## 作業指示 1
Tさんの不安をつづった文章のうち、「心配なことがあっても、それを」から「さんは強い恐怖を感じました。」までの部分を一字一句変えずに再掲してください。
## 作業指示 2
Tさんの不安をつづった文章の最後の文に続けて、その先を書いてください。

## 提示文
--- --- ---

Tさんは幼いころから人を恐れる気持ちが強く、人と接することが大の苦手です。でも仕事をはじめとした日常生活を送っていくためには、どうしても多くの人とかかわりを持たなければなりません。人と接したくないのに、人と接する必要があるのですから、彼の心は常に波立ち、不安と怖れに満ちていました。さらにちょっとした心配事なども、それがなくなるまでは気の休まる時がありませんでした。
このようなTさんは、長年の苦しみから逃れるために、人と接することを嫌と思わず、苦しいと感じないように切に願いました。そうなればいつも心は平安で、安心して生活できるはずです。
心配なことがあっても、それを心配事と感じないようになりたいと思いました。不安定な状態かいつも安定していて、いつでも安心していられる自分になりたかったのです。
そのため人と接することを嫌と思わない強い人間になろうとしたり、心配事にも平気でありたいと努力しました。しかしTさんの望むような安定や安心は得られませんでした。
Tさんは自分の健康にも関心が高かったようです。けれど医師に診てもらうことで悪い病気が見つかってしまうのではないかと言う不安から、長い間、病院に行かれませんでした。若いころはそれでもよかったのですが、還暦近くなるといろいろな体の不調が出てきます。Tさんには軽い頻尿がありました。寝ているときも数回トイレに起きるようになっていました。
そこで仕方なく病院に行きました。トイレの症状とは関係ないのですが、腫瘍マーカーの値が異常に高かったのです。がんが疑われる数値でした。そのため三か月ごとに血液検査をして、経過観察することになりました。
彼は次の検査では数値が下がるだろうと考えていましたが、実際は最初の時より悪い数値でした。Tさんは強い恐怖を感じました。
その次の検査までただでさえ安定していないのに、さらに不安定な状態になってしまいました。
悪いことは重なるものです。二回目の検査の頃から下腹部に軽い痛みを感じ、血便が出るようになりました。病院で診てもらうと、内視鏡検査をするよう言われました。当然がんの疑いがあります。Tさんはなんとかこの不安定な状態から抜け出そうとしましたが、二か所もがんの疑いがあり、安定の境地になれるはずもありません。
さらに悪いことに、Tさんはコンクリートの上で転倒して、左手を骨折してしまいました。

--- --- ---

## データ抜粋
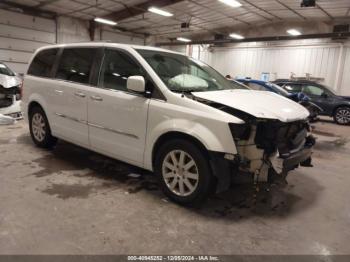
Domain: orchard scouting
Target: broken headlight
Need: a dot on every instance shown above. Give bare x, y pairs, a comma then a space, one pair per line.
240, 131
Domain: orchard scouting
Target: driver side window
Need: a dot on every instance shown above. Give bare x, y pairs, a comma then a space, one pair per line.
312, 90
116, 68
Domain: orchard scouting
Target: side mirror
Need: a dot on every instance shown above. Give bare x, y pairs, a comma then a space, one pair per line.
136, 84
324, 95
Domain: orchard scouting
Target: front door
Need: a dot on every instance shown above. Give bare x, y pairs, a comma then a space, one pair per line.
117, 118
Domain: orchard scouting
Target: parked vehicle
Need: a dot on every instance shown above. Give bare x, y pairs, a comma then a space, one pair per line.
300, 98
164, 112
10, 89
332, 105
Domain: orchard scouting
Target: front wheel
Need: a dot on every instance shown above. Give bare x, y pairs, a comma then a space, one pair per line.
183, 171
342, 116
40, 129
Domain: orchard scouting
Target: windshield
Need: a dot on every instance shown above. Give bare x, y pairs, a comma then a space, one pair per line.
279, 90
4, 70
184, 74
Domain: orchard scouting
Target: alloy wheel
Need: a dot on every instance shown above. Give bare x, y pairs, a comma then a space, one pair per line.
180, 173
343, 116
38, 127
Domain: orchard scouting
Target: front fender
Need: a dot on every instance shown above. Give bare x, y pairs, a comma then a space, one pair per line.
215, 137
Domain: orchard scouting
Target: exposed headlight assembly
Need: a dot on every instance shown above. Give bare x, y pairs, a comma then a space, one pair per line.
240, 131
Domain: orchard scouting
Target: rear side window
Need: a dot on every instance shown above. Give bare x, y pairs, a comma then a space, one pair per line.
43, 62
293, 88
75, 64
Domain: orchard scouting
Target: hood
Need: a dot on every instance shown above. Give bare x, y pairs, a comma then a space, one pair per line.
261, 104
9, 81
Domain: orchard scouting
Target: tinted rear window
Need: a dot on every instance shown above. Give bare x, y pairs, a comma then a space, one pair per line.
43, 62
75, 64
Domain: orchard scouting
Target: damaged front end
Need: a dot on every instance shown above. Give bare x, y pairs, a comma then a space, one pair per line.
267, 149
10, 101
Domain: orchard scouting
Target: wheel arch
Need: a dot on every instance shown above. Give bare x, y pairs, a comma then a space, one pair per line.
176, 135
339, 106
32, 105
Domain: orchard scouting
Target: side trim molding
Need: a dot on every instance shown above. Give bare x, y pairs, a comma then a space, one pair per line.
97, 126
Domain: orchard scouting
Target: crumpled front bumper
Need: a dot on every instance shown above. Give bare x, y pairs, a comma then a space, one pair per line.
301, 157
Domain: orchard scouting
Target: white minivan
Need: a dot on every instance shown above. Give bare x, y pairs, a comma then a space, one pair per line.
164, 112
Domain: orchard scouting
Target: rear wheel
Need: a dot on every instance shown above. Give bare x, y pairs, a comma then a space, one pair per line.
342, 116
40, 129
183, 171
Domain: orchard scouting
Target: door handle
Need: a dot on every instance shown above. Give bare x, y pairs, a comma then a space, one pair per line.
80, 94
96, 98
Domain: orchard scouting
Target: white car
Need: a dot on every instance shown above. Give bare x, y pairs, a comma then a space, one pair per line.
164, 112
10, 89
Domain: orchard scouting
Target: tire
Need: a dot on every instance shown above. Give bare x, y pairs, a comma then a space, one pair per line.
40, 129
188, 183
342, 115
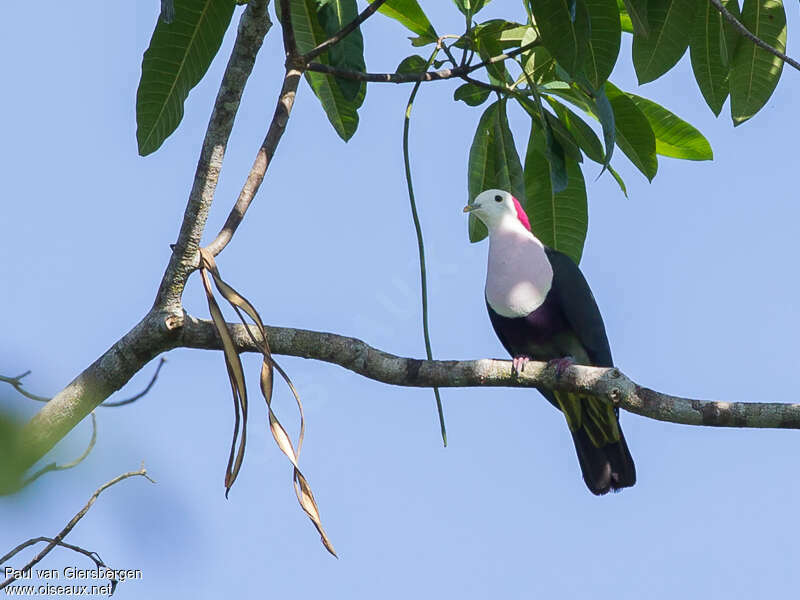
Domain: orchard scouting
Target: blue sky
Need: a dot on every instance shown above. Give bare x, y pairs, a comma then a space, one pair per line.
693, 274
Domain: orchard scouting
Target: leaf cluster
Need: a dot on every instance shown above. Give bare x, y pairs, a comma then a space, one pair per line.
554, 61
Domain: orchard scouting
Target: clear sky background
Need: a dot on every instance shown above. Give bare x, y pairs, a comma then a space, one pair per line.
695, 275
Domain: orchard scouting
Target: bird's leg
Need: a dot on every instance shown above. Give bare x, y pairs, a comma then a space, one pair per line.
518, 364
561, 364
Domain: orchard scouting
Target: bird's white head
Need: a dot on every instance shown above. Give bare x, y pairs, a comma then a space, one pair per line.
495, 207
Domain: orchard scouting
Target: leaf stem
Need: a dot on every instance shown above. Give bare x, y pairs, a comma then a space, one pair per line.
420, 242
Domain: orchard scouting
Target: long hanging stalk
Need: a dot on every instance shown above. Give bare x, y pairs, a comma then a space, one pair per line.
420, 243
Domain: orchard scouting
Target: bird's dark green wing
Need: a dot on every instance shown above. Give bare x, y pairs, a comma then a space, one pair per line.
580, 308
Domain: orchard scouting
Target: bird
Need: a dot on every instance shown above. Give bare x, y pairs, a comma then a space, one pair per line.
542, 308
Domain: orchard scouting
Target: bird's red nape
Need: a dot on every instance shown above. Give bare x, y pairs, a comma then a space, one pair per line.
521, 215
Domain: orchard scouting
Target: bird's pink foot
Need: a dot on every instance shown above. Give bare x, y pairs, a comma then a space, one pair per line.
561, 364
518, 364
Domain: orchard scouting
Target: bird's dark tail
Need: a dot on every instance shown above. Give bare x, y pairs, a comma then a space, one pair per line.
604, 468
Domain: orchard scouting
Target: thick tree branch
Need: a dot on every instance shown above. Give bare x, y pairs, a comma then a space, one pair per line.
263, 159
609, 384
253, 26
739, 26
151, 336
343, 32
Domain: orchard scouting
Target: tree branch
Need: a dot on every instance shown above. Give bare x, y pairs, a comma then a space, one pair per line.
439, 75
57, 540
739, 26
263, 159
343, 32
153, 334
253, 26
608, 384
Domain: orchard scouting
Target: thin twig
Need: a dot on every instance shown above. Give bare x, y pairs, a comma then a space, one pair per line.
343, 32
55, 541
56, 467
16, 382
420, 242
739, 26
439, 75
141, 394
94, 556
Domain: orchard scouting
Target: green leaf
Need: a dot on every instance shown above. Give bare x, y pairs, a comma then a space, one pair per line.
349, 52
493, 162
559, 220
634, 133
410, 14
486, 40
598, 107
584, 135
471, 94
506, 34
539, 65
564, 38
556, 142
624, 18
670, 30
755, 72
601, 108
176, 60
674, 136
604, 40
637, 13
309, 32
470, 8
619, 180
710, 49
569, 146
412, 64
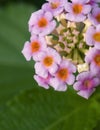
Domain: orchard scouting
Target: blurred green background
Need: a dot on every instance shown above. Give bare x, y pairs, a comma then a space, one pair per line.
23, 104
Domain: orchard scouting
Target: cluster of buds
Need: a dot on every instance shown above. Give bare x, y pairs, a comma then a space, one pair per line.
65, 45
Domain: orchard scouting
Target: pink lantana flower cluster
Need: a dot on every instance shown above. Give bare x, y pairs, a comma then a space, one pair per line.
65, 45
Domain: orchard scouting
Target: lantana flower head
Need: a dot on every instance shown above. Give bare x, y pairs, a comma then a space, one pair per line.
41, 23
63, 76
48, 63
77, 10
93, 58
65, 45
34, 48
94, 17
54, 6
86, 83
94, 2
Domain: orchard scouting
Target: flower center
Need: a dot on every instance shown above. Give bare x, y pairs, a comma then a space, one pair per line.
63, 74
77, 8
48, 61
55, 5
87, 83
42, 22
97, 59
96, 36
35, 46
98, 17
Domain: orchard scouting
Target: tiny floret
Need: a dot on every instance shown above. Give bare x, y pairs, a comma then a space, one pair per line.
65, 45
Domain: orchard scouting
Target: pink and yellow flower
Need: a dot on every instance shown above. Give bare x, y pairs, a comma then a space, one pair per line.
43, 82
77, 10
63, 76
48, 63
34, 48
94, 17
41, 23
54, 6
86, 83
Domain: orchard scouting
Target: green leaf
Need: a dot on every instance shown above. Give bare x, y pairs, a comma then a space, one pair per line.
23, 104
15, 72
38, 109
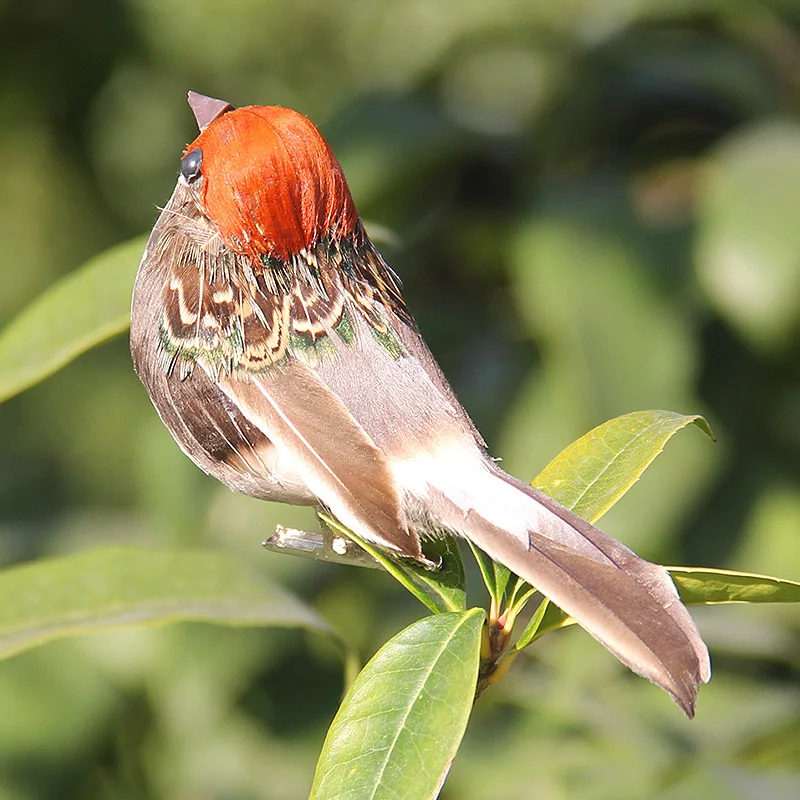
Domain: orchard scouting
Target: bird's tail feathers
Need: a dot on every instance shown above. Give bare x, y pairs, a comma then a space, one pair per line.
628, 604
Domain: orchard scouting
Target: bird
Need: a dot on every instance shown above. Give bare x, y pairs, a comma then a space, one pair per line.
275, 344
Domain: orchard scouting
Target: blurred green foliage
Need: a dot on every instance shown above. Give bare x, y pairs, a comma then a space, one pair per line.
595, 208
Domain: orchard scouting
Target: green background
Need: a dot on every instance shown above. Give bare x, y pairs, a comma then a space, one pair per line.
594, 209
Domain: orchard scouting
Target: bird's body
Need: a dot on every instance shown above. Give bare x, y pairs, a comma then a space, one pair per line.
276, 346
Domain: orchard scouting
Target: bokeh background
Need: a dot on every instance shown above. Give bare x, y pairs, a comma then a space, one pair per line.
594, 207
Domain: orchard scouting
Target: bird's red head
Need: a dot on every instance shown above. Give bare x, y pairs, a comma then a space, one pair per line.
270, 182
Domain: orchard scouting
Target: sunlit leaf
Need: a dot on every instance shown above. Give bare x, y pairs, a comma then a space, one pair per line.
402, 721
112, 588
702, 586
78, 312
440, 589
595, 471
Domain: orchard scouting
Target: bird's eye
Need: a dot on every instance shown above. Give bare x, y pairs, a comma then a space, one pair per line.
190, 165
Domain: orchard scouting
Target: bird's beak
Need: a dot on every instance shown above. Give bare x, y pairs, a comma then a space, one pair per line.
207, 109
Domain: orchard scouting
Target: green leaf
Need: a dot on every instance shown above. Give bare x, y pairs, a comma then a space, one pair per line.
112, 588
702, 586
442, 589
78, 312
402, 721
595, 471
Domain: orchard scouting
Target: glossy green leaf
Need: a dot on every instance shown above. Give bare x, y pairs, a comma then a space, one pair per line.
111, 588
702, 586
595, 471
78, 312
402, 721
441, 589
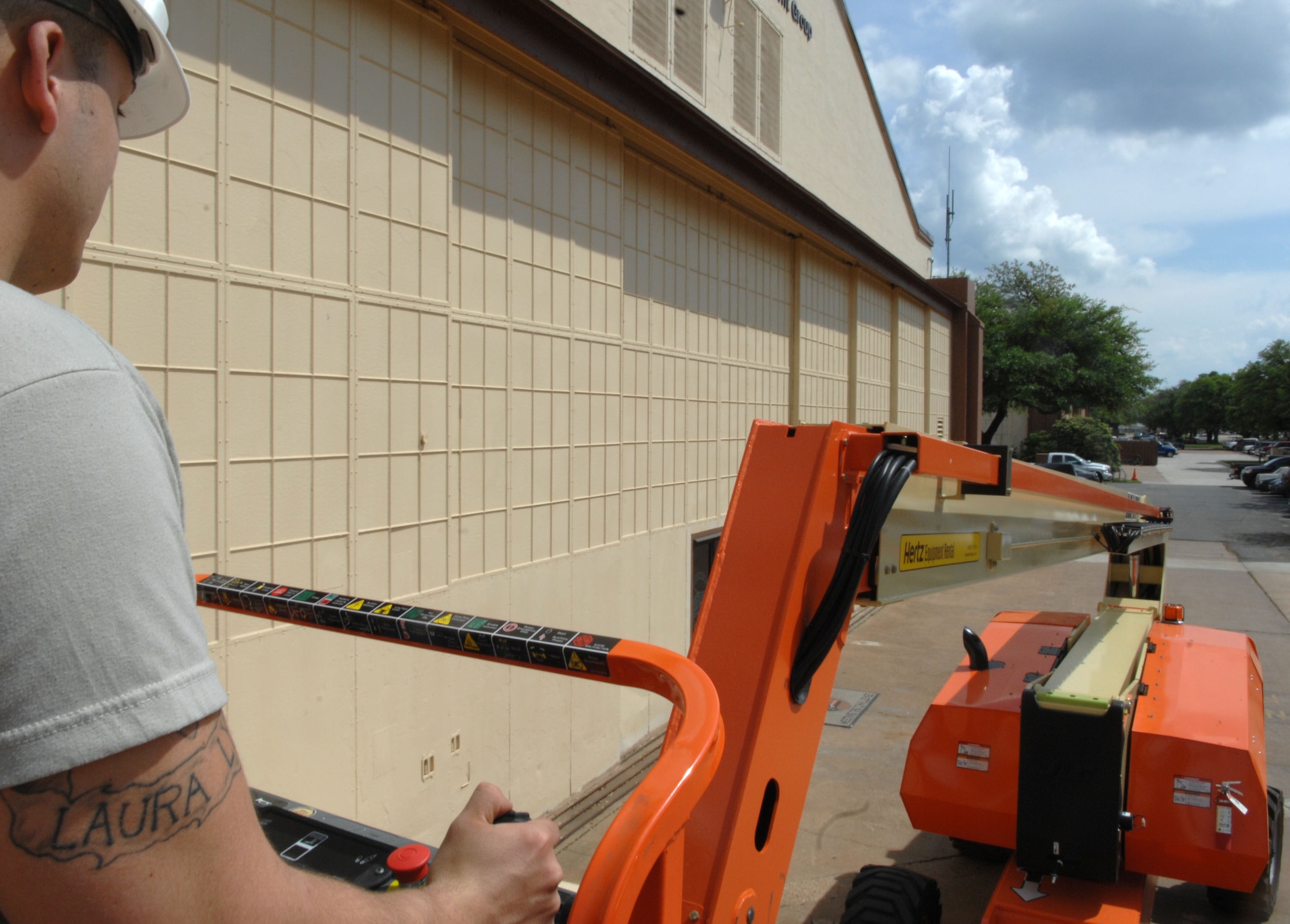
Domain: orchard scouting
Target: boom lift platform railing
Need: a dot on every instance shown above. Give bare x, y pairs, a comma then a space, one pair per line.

--- --- ---

## 結果 1
心配なことがあっても、それを心配事と感じないようになりたいと思いました。不安定な状態かいつも安定していて、いつでも安心していられる自分になりたかったのです。
そのため人と接することを嫌と思わない強い人間になろうとしたり、心配事にも平気でありたいと努力しました。しかしTさんの望むような安定や安心は得られませんでした。
Tさんは自分の健康にも関心が高かったようです。けれど医師に診てもらうことで悪い病気が見つかってしまうのではないかと言う不安から、長い間、病院に行かれませんでした。若いころはそれでもよかったのですが、還暦近くなるといろいろな体の不調が出てきます。Tさんには軽い頻尿がありました。寝ているときも数回トイレに起きるようになっていました。
そこで仕方なく病院に行きました。トイレの症状とは関係ないのですが、腫瘍マーカーの値が異常に高かったのです。がんが疑われる数値でした。そのため三か月ごとに血液検査をして、経過観察することになりました。
彼は次の検査では数値が下がるだろうと考えていましたが、実際は最初の時より悪い数値でした。Tさんは強い恐怖を感じました。

## 結果 2
安定や安心を求めているTさんは、それらと真逆の不安定で安心できない状態になってしまいました。しかし、実はそうとばかりも言えないのです。
不安が一つだけですと、その不安にばかり注意が向き、不安はどんどん大きくなってしまいます。しかしTさんのように不安がいくつもありますと、一つの不安にばかりかまけていられないので、それぞれの不安が相対的に小さくなるのです。またこれだけ状態がひどく、深刻な現実に直面せざるを得ない状況に追い込まれますと、この現実を苦しいと思わなくすることは無理なことだと、あきらめもつくのです。
嫌な事や苦しいことを、そう思わなくしようとする心の葛藤が、Tさんをより不安定で安心できない状態に追い込んでいたのです。
Tさんは今まで行くことのなかった病院に行ったことで、多くの人が病気に苦しんでいることが分かりました。多くの人が安心安定の状態ではなく、病気と言う不安定、安心できない状態にあるのです。
今健康な人であっても、いつ病気になるかわかりません、だれでも安心できない世界に住んでいるのです。(平等観)
そうです。
不安定で安心できない世界こそが、日常なのです。私たちはこのような世界に住んでいることを認め、いやなことはいや、苦しいことは苦しいと、事実をありのままに見る時に、逆に安定、安心があることが良く分かりました。
このようなものの見方ができると、もう一つ良いことがあります。
それは事実をありのままに見るようになると、その嫌な事実をなくそうとするよりも、その事実に対して何ができるだろう、という前向きな考え方ができるようになるのです。